> _Short exercise a_
From the essay below on Betty Edwards and Robert Irwin, write out the passage that begins at the words "Actually, my sister" and stops after the words "skills, Betty helped.".

> _Extract to read_
######

California Natives
Betty Edwards is an 80-something-year-old Californian whose ideas about creativity and the brain have inspired millions of people to draw with confidence: faces, apples, hands. These days, the grandmother of two lives near San Diego and spends her retirement cooking, reading, gardening, drawing (of course) and, according to Wikipedia, appreciating “art in general.”
While teaching at California State University, Long Beach, Dr. Edwards explored the implications of brain function lateralization, or the specialization of cerebral hemispheres—left brain versus right. She wrote a book based on her research. Published in 1979, it appeared on the New York Times bestseller list within just two weeks, and in 1998 got my younger sister into a local art fair.
Actually, my sister got herself into an art fair (talent, drive) but in ways that elevated both her artistic confidence and drawing skills, Betty helped.
Drawing on the Right Side of the Brain has been translated into 13 languages and is the most widely used how-to-draw book in the world.
—
I’m thinking of another book, a biography of installation artist Robert Irwin. Also native to California, born in Long Beach; also in his eighties and now living in San Diego. Actually, I’m thinking of the title: Seeing Is Forgetting the Name of the Thing One Sees. I’ve yet to read the book.
Still, the title alone, in addition to being beautiful, says a lot. Among other things, it reminds me of Betty Edwards’ emphasis on facilitating visual/spatial discovery in a predominantly verbal/analytical education system.
“We deprive our children of their sense of wonder and discovery by labeling and categorizing things in the physical world,” she writes in a postscript to an updated version of Drawing on the Right Side of the Brain. “After discovering that every object is fascinating and complex, a child will begin to understand that the label is only a small part of the whole. Thus taught, a child’s sense of wonder will survive, even under our modern avalanche of words.”

######

> _Short exercise b_
Lay out every line of the listing below as a numbered list, omitting blank lines and leaving the pictures out.

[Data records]
######

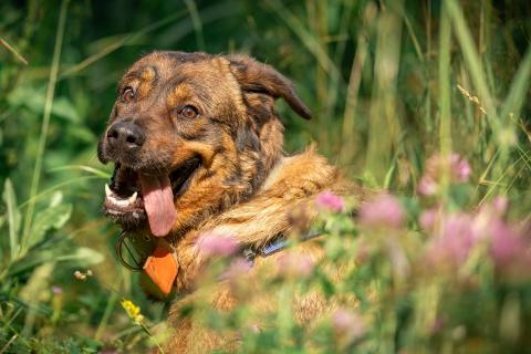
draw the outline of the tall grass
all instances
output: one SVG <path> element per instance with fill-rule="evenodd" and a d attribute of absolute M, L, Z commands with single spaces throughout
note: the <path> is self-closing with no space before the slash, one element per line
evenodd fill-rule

######

> _Exercise output a_
Actually, my sister got herself into an art fair (talent, drive) but in ways that elevated both her artistic confidence and drawing skills, Betty helped.

> _Exercise output b_
1. draw the outline of the tall grass
2. all instances
3. output: one SVG <path> element per instance with fill-rule="evenodd" and a d attribute of absolute M, L, Z commands with single spaces throughout
4. note: the <path> is self-closing with no space before the slash, one element per line
5. evenodd fill-rule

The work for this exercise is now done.